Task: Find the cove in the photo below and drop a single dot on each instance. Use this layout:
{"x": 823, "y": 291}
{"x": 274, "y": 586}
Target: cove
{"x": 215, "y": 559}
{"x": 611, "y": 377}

-- -- --

Job
Put each line of the records above into a numbered list, leaving out any blank lines.

Solution to this exercise
1. Task: Find the cove in the photo below and drop a single dot on each instance. Use this layout:
2. {"x": 823, "y": 291}
3. {"x": 274, "y": 586}
4. Target: cove
5. {"x": 215, "y": 559}
6. {"x": 611, "y": 377}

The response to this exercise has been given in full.